§ DOCUMENT SEGMENT
BAGHDAD, IRAQ — The Iraqi Ministry of Transportation unveiled specifics of the anticipated railway connection project with the Islamic Republic of Iran this Sunday. The project, which spans a total of 36 km, is set to traverse four key stations.

According to the ministry’s Media Office in a statement to the Iraqi News Agency (INA), the railway will commence at the Shalamcheh border port, journeying through the Shatt al-Arab district. It will then cross a bridge running parallel to the Khalid bin al-Walid Bridge, culminating at the Al-Qaziza area, designated as the terminal station.

The ministry emphasized that this rail link is exclusively for passenger transportation. With an expected influx of approximately three million Iranian visitors to Iraq annually, the project’s primary objective is to facilitate travel, tourism, medical treatments, and general movement between the neighboring nations.

On Saturday, Iraq’s prime minister had inaugurated construction work on what is slated to become the first railway line connecting the country to neighboring Iran, a major political and economic partner.

The “Basra-Chalamja connection project” will link the major port city of Basra in southern Iraq to Iran’s vast railway network through the Chalamja border crossing, a transport ministry official told AFP.

It is estimated that the project will take “between 18 and 24 months”.

The goal is to be able to transport “travelers from the Islamic Republic of Iran and Central Asian countries” to Shiite holy cities, Prime Minister Mohammed Shia al-Sudani said in a speech.

He noted that the project had been under discussion for years before an agreement was reached in 2021.

During Saturday’s ceremony, Sudani laid a symbolic foundation stone alongside Iran’s first vice-president, Mohammad Mokhber.

Sudani thanked Tehran for planned demining operations at the border to clear the way for the train line and for a railway bridge over the Shatt al-Arab waterway, where the Tigris and Euphrates rivers converge before spilling into the Gulf.

Iraq and Iran fought an eight-year war in the 1980s after Saddam Hussein invaded his neighbor in the wake of Iran’s 1979 Islamic revolution.

Mokhber hailed the “strategic” project that he said would be completed “over the next two years”, Iranian state media reported him as saying.

Half of the 32 kilometers (20 miles) of rail track planned will be on the Iran side of the border, its official IRNA news agency said.

War-ravaged and beset by rampant corruption, oil-rich Iraq suffers from dilapidated infrastructure, including outdated highways and railways.

Sudani’s government has been working on forging a growing number of regional partnerships.

In May, Baghdad unveiled a US$17 billion project known as the “Route of Development” for a road and railway stretching 1,200 kilometers (745 miles) from Iraq’s northern border with Turkey to the Gulf in the south.

§ ACTIVITY
According to the article on the Iraq–Iran railway link, which area is designated as the terminal station? The material that follows comes from a separate source.

§ SUPPLIED ENTRIES
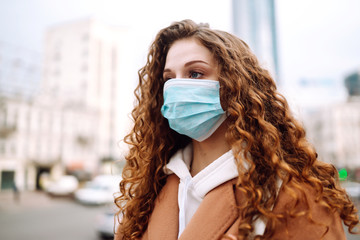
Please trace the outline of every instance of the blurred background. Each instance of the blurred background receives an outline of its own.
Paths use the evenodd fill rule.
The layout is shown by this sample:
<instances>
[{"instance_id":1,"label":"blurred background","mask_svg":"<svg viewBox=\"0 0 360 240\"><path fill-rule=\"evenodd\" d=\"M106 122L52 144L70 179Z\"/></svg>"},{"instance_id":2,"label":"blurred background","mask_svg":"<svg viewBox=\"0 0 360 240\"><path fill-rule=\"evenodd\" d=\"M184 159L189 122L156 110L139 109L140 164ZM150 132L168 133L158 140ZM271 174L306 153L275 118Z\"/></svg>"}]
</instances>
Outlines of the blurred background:
<instances>
[{"instance_id":1,"label":"blurred background","mask_svg":"<svg viewBox=\"0 0 360 240\"><path fill-rule=\"evenodd\" d=\"M186 18L249 44L359 206L359 9L357 0L0 0L0 239L111 237L137 71L156 33Z\"/></svg>"}]
</instances>

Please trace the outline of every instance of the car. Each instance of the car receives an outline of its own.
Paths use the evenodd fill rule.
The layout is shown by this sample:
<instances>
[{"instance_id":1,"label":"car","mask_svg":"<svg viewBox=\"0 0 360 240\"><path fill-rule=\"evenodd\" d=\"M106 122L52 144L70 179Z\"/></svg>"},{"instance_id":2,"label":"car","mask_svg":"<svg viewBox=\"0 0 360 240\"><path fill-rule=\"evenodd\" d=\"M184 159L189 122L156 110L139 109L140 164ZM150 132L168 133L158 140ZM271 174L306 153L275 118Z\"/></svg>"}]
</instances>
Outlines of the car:
<instances>
[{"instance_id":1,"label":"car","mask_svg":"<svg viewBox=\"0 0 360 240\"><path fill-rule=\"evenodd\" d=\"M341 186L345 189L345 191L351 198L355 200L360 200L360 183L344 181L341 182Z\"/></svg>"},{"instance_id":2,"label":"car","mask_svg":"<svg viewBox=\"0 0 360 240\"><path fill-rule=\"evenodd\" d=\"M70 196L79 187L79 181L72 175L61 176L47 184L45 191L51 196Z\"/></svg>"},{"instance_id":3,"label":"car","mask_svg":"<svg viewBox=\"0 0 360 240\"><path fill-rule=\"evenodd\" d=\"M104 205L114 202L114 194L119 192L120 176L99 175L78 189L75 199L86 205Z\"/></svg>"},{"instance_id":4,"label":"car","mask_svg":"<svg viewBox=\"0 0 360 240\"><path fill-rule=\"evenodd\" d=\"M96 221L96 231L101 239L114 239L114 231L119 226L119 220L115 217L117 207L115 205L107 208L98 215ZM121 216L120 216L121 218Z\"/></svg>"}]
</instances>

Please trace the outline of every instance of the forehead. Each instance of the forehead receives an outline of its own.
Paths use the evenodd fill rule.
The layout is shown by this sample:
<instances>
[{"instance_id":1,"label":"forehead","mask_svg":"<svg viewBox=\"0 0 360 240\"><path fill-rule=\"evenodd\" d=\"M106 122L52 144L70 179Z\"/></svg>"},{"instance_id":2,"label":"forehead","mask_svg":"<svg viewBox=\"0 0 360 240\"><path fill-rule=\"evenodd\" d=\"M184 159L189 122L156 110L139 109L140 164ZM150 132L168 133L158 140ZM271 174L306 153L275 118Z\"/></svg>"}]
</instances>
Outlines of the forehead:
<instances>
[{"instance_id":1,"label":"forehead","mask_svg":"<svg viewBox=\"0 0 360 240\"><path fill-rule=\"evenodd\" d=\"M186 38L175 41L166 56L165 68L183 66L187 62L202 60L215 64L213 54L195 38Z\"/></svg>"}]
</instances>

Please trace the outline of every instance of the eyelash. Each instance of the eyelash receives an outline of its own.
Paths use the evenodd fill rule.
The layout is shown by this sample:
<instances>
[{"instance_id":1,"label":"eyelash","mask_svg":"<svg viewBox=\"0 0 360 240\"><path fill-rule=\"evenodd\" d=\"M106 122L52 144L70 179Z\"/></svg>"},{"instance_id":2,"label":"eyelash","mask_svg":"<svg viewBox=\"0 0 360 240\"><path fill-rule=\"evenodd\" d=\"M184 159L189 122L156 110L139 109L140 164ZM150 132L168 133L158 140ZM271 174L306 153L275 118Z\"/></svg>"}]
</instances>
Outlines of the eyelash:
<instances>
[{"instance_id":1,"label":"eyelash","mask_svg":"<svg viewBox=\"0 0 360 240\"><path fill-rule=\"evenodd\" d=\"M193 75L194 73L199 74L199 76L198 76L198 77L192 77L192 75ZM201 78L202 76L204 76L204 73L202 73L202 72L200 72L200 71L194 71L194 70L189 71L189 74L188 74L188 78L193 78L193 79ZM173 76L165 76L165 77L164 77L164 80L165 80L165 82L166 82L167 80L170 80L170 79L172 79L172 78L174 78L174 77L173 77Z\"/></svg>"},{"instance_id":2,"label":"eyelash","mask_svg":"<svg viewBox=\"0 0 360 240\"><path fill-rule=\"evenodd\" d=\"M200 77L202 77L202 76L204 75L203 73L198 72L198 71L190 71L190 72L189 72L189 78L193 78L192 75L193 75L194 73L200 75L199 77L194 77L194 78L200 78Z\"/></svg>"}]
</instances>

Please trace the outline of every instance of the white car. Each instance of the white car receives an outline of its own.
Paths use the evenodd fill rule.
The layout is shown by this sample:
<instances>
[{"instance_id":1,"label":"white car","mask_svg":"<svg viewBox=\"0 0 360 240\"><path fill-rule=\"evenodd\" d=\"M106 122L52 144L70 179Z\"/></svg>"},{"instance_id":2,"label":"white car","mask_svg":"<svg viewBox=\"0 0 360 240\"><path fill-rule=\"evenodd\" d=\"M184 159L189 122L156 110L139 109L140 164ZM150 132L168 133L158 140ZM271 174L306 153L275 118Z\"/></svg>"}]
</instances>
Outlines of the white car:
<instances>
[{"instance_id":1,"label":"white car","mask_svg":"<svg viewBox=\"0 0 360 240\"><path fill-rule=\"evenodd\" d=\"M75 192L79 181L71 175L61 176L58 180L49 182L46 192L52 196L68 196Z\"/></svg>"},{"instance_id":2,"label":"white car","mask_svg":"<svg viewBox=\"0 0 360 240\"><path fill-rule=\"evenodd\" d=\"M102 205L114 202L114 194L119 192L120 176L99 175L88 182L85 188L75 192L75 199L83 204Z\"/></svg>"},{"instance_id":3,"label":"white car","mask_svg":"<svg viewBox=\"0 0 360 240\"><path fill-rule=\"evenodd\" d=\"M116 211L117 207L112 205L98 216L96 231L102 239L114 239L114 231L116 231L119 220L121 220L115 217Z\"/></svg>"}]
</instances>

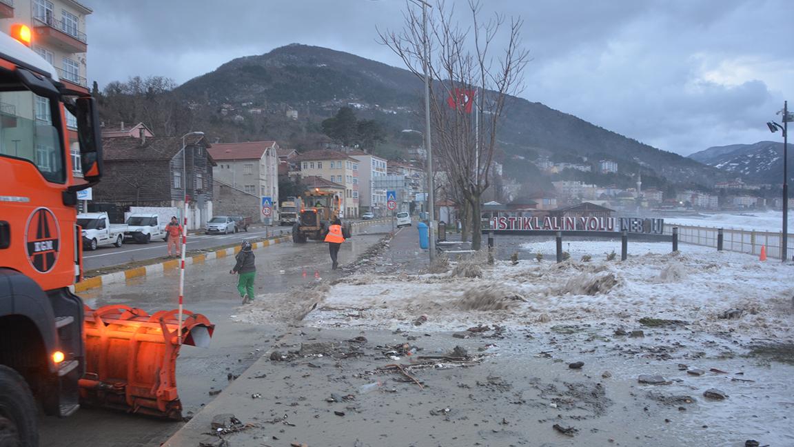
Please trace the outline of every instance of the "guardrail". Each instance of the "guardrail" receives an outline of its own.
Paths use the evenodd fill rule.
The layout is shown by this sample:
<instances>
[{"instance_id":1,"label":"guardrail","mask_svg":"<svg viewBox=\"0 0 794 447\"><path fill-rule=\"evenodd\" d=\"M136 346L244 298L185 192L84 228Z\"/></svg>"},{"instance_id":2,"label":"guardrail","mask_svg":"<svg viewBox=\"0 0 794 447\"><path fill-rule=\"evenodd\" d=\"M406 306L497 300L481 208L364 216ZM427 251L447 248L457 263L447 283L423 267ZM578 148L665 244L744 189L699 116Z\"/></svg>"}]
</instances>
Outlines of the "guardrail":
<instances>
[{"instance_id":1,"label":"guardrail","mask_svg":"<svg viewBox=\"0 0 794 447\"><path fill-rule=\"evenodd\" d=\"M673 227L678 228L678 240L682 243L713 247L715 249L720 230L723 231L723 250L760 255L761 247L766 247L766 255L781 258L782 232L756 231L754 230L734 230L711 227L695 227L690 225L673 225L665 224L665 234L672 235ZM788 234L786 252L794 255L794 235Z\"/></svg>"}]
</instances>

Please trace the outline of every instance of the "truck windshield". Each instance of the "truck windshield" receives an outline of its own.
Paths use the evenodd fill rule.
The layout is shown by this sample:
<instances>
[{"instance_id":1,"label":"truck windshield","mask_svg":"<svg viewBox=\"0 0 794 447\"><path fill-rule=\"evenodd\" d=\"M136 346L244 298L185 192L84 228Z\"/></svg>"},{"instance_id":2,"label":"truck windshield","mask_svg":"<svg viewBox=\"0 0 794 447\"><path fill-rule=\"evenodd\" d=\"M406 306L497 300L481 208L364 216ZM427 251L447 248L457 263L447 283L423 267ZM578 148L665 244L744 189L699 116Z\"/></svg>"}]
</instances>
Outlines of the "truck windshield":
<instances>
[{"instance_id":1,"label":"truck windshield","mask_svg":"<svg viewBox=\"0 0 794 447\"><path fill-rule=\"evenodd\" d=\"M83 230L95 230L99 226L101 219L78 219L77 224L83 227Z\"/></svg>"},{"instance_id":2,"label":"truck windshield","mask_svg":"<svg viewBox=\"0 0 794 447\"><path fill-rule=\"evenodd\" d=\"M0 157L30 161L48 181L64 183L64 154L52 124L58 109L52 106L27 90L0 91Z\"/></svg>"}]
</instances>

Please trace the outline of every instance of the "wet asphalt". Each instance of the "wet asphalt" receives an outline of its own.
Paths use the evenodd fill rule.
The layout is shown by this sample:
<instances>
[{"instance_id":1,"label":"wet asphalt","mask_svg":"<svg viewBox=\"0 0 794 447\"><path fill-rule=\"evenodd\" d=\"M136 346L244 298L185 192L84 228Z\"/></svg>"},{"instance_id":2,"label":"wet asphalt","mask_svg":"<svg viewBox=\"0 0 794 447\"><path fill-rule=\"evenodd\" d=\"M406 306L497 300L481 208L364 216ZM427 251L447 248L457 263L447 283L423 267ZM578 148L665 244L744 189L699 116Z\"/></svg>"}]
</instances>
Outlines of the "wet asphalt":
<instances>
[{"instance_id":1,"label":"wet asphalt","mask_svg":"<svg viewBox=\"0 0 794 447\"><path fill-rule=\"evenodd\" d=\"M344 267L364 253L391 230L390 225L373 224L346 241L339 252ZM257 294L282 293L315 281L330 281L345 274L332 270L327 245L309 241L306 244L277 244L256 250ZM241 304L237 276L229 274L233 258L206 261L186 270L184 307L203 313L216 325L211 346L202 349L182 348L177 361L177 384L183 406L183 414L198 413L214 398L210 391L224 389L227 377L238 375L261 356L270 342L283 335L284 322L249 325L233 322L230 317ZM305 275L304 275L305 274ZM92 308L124 304L148 313L174 309L178 304L179 270L135 278L82 293ZM317 278L315 278L317 277ZM260 350L260 351L257 351ZM138 447L160 445L183 422L163 421L127 414L122 411L81 408L63 419L42 416L40 421L42 447Z\"/></svg>"}]
</instances>

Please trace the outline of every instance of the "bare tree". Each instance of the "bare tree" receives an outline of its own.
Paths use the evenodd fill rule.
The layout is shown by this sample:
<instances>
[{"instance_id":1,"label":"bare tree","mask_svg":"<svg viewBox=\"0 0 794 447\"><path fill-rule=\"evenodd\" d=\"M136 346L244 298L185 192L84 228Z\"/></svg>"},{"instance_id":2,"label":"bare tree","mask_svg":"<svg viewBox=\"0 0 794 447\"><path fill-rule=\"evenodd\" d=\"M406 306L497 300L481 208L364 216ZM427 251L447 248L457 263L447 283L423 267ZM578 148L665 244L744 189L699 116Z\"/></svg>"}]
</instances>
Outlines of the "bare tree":
<instances>
[{"instance_id":1,"label":"bare tree","mask_svg":"<svg viewBox=\"0 0 794 447\"><path fill-rule=\"evenodd\" d=\"M428 21L430 49L426 55L422 14L414 9L409 7L405 13L402 30L379 31L379 36L418 76L424 76L422 63L426 59L434 80L430 84L434 154L439 169L457 189L453 195L459 193L468 204L463 208L468 210L472 245L479 249L480 197L491 178L498 124L506 98L522 89L522 72L530 57L522 46L520 17L508 21L497 14L483 21L482 7L476 0L469 0L467 14L471 24L464 27L454 8L446 8L442 0L437 2ZM503 32L507 43L497 49L495 41Z\"/></svg>"}]
</instances>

§ ANSWER BOX
The Al-Qaziza area.